▸ **Problem requirements**
From the line containing "Reviewer check: each instance of the cloudy" down to the last line of the records below, copy every line exactly. Leave out everything before it.
* * *
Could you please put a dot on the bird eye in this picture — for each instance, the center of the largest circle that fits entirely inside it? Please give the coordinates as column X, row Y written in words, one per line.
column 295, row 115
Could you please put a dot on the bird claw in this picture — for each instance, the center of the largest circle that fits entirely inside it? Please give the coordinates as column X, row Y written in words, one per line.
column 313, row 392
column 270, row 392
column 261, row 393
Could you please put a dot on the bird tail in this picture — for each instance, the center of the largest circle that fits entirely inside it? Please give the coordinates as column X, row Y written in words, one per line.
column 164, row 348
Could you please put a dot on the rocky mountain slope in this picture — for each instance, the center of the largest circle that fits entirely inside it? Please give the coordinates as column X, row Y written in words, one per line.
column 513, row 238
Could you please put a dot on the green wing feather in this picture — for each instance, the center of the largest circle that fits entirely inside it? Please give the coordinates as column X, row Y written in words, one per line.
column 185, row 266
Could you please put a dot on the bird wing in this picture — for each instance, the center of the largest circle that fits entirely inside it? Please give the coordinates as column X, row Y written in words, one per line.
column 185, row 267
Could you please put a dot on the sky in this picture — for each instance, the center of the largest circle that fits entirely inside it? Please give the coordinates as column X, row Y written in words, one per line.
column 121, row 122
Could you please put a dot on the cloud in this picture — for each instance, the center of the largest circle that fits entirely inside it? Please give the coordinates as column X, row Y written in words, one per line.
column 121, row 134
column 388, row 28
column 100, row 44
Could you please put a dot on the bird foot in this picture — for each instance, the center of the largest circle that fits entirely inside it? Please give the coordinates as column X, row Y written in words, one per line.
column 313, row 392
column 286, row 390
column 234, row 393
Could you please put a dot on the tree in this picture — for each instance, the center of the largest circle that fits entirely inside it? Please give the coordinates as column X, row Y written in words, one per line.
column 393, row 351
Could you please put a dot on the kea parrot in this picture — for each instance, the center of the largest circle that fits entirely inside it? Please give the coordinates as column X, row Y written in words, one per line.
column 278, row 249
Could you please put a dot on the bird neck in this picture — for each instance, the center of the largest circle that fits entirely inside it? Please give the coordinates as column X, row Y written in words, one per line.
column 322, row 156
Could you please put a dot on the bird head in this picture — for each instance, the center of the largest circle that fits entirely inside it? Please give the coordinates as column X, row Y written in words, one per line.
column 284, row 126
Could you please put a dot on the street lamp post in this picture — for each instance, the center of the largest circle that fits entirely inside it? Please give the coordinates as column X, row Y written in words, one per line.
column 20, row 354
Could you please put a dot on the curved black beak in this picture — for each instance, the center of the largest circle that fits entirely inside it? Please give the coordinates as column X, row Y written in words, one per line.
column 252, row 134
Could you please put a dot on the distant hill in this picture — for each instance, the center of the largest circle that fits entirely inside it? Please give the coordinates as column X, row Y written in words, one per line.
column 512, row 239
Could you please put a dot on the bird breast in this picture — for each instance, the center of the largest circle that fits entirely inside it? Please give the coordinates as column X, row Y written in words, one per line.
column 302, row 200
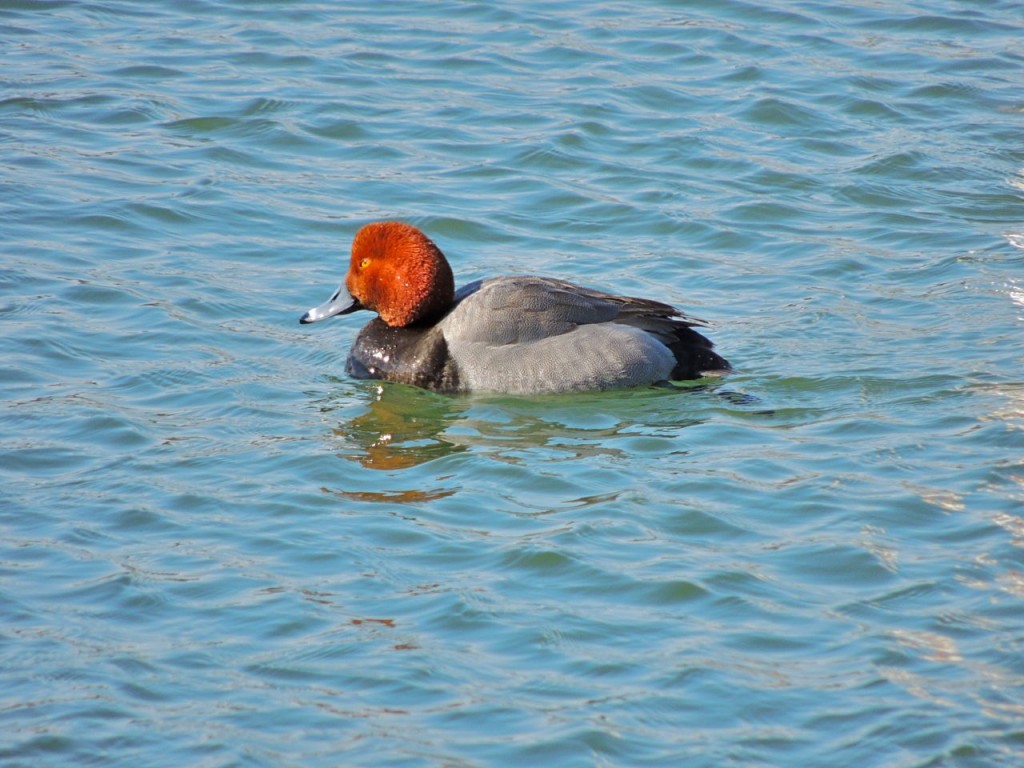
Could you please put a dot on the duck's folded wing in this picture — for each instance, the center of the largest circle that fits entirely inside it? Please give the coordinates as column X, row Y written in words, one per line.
column 517, row 309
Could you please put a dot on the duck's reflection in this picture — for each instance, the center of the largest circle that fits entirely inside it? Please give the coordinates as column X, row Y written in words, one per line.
column 400, row 427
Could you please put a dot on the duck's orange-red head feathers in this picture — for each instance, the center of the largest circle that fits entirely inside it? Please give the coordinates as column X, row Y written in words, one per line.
column 397, row 271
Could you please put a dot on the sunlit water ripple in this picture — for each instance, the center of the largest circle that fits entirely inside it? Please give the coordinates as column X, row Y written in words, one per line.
column 218, row 550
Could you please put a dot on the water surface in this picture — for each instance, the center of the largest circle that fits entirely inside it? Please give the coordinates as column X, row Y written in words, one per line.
column 218, row 550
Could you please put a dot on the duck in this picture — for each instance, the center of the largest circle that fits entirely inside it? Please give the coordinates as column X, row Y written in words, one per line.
column 516, row 335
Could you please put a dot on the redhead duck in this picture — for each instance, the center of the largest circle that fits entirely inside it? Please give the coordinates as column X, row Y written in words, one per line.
column 518, row 335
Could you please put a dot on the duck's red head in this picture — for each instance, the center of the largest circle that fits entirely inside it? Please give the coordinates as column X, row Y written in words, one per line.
column 397, row 271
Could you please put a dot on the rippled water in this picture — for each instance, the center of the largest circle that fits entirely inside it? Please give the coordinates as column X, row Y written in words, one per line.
column 218, row 550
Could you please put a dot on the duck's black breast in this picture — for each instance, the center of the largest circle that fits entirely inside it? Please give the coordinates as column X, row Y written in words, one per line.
column 408, row 355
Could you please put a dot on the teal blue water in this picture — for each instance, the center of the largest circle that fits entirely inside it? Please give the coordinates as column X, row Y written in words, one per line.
column 216, row 549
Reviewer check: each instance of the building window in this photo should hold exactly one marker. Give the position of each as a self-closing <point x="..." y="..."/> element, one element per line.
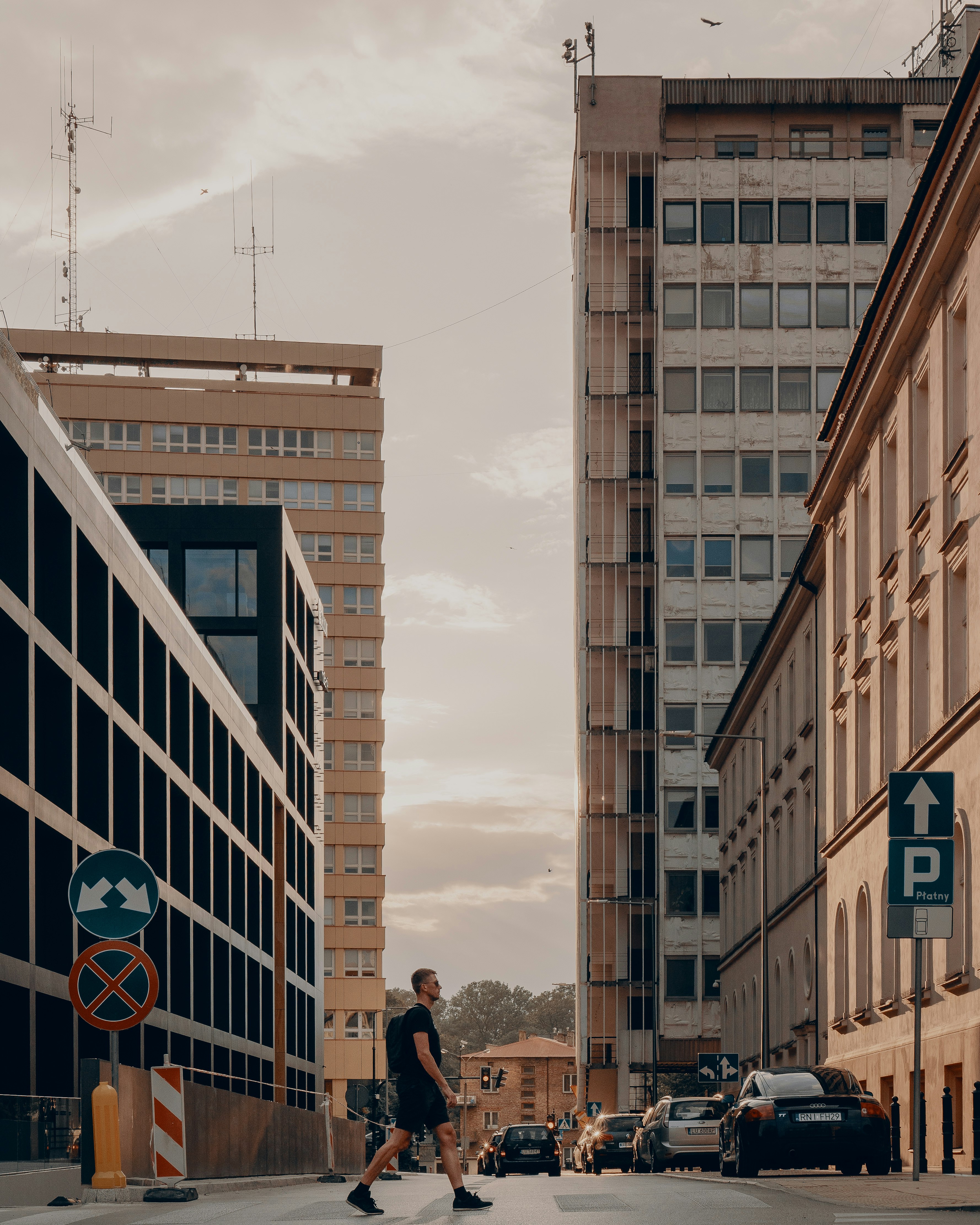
<point x="794" y="305"/>
<point x="679" y="978"/>
<point x="361" y="913"/>
<point x="359" y="445"/>
<point x="794" y="221"/>
<point x="359" y="1025"/>
<point x="680" y="557"/>
<point x="679" y="641"/>
<point x="719" y="642"/>
<point x="751" y="633"/>
<point x="679" y="222"/>
<point x="680" y="808"/>
<point x="717" y="472"/>
<point x="679" y="391"/>
<point x="755" y="390"/>
<point x="756" y="305"/>
<point x="359" y="600"/>
<point x="361" y="860"/>
<point x="717" y="221"/>
<point x="679" y="305"/>
<point x="359" y="705"/>
<point x="869" y="221"/>
<point x="756" y="221"/>
<point x="794" y="391"/>
<point x="756" y="558"/>
<point x="789" y="554"/>
<point x="359" y="549"/>
<point x="359" y="498"/>
<point x="679" y="473"/>
<point x="718" y="554"/>
<point x="680" y="717"/>
<point x="718" y="391"/>
<point x="827" y="380"/>
<point x="810" y="143"/>
<point x="359" y="756"/>
<point x="832" y="221"/>
<point x="220" y="582"/>
<point x="359" y="808"/>
<point x="756" y="475"/>
<point x="361" y="963"/>
<point x="794" y="472"/>
<point x="681" y="893"/>
<point x="717" y="305"/>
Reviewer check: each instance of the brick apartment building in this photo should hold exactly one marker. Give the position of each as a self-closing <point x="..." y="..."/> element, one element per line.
<point x="542" y="1077"/>
<point x="205" y="422"/>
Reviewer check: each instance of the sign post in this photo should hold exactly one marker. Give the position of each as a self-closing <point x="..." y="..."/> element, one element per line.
<point x="920" y="889"/>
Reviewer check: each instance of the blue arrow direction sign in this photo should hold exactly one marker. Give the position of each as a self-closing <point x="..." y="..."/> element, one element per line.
<point x="920" y="805"/>
<point x="717" y="1069"/>
<point x="920" y="873"/>
<point x="113" y="893"/>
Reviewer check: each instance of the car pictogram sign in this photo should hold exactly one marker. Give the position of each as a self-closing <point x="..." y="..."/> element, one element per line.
<point x="113" y="985"/>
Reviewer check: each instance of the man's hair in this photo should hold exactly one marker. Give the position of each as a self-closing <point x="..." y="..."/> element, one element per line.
<point x="418" y="978"/>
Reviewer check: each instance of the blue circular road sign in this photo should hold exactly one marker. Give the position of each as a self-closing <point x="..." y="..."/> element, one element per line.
<point x="113" y="893"/>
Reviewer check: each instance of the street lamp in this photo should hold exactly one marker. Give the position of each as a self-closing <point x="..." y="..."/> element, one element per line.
<point x="765" y="917"/>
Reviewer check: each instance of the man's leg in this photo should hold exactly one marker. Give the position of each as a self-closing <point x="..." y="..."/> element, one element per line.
<point x="446" y="1137"/>
<point x="400" y="1141"/>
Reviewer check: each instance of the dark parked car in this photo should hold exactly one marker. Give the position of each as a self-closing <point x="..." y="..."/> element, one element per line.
<point x="679" y="1133"/>
<point x="609" y="1145"/>
<point x="528" y="1148"/>
<point x="487" y="1159"/>
<point x="799" y="1118"/>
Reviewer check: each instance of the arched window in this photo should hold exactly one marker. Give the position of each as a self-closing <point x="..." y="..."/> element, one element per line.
<point x="862" y="953"/>
<point x="841" y="965"/>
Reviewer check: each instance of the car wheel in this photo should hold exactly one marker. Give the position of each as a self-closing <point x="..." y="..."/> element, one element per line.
<point x="745" y="1168"/>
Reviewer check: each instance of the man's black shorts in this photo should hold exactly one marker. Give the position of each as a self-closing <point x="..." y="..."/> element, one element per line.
<point x="421" y="1104"/>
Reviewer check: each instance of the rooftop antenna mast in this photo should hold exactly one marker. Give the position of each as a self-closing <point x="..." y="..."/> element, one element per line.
<point x="253" y="250"/>
<point x="70" y="318"/>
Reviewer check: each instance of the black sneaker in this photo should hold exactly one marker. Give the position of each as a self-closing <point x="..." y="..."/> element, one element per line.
<point x="468" y="1202"/>
<point x="361" y="1199"/>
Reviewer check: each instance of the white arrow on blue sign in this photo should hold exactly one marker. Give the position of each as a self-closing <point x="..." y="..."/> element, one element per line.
<point x="113" y="893"/>
<point x="920" y="805"/>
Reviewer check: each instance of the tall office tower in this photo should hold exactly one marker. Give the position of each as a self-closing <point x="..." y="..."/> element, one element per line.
<point x="182" y="421"/>
<point x="727" y="236"/>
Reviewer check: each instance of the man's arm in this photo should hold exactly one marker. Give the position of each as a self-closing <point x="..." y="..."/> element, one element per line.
<point x="432" y="1067"/>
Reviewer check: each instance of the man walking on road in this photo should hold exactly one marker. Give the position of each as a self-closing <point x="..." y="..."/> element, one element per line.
<point x="423" y="1098"/>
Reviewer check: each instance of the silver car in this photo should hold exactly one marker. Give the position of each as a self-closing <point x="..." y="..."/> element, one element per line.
<point x="680" y="1133"/>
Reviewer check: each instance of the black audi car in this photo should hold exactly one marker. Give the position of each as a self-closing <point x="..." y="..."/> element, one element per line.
<point x="802" y="1119"/>
<point x="528" y="1148"/>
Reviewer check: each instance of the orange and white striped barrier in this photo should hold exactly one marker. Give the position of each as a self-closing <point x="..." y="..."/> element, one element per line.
<point x="170" y="1149"/>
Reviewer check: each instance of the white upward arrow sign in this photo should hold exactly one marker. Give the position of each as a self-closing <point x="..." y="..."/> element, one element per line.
<point x="920" y="799"/>
<point x="91" y="898"/>
<point x="138" y="900"/>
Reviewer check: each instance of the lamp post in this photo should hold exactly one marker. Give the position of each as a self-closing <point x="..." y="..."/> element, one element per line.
<point x="764" y="869"/>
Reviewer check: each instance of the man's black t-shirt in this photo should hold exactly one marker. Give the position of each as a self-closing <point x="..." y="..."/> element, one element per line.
<point x="418" y="1021"/>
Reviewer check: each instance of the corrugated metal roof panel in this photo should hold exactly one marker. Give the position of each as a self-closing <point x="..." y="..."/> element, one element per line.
<point x="809" y="91"/>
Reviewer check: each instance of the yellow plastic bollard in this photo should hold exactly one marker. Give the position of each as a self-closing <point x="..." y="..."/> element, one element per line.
<point x="106" y="1136"/>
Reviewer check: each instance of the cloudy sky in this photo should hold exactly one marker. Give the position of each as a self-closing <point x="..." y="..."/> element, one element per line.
<point x="422" y="156"/>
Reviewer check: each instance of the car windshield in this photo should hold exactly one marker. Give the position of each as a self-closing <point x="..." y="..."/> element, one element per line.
<point x="805" y="1085"/>
<point x="689" y="1110"/>
<point x="526" y="1135"/>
* * *
▸ **Answer to this task**
Reviewer check: each instance of the cloudy sky in this photo should hold exactly one marker. Give the position of each as a self-closing <point x="..." y="..."/> element, one element per line.
<point x="422" y="156"/>
Reviewer check: each instance of the car windshield in this photo should hold exactly one marker. Give the position of each as a self-closing <point x="..." y="..."/> element, one element per line.
<point x="805" y="1085"/>
<point x="689" y="1110"/>
<point x="526" y="1135"/>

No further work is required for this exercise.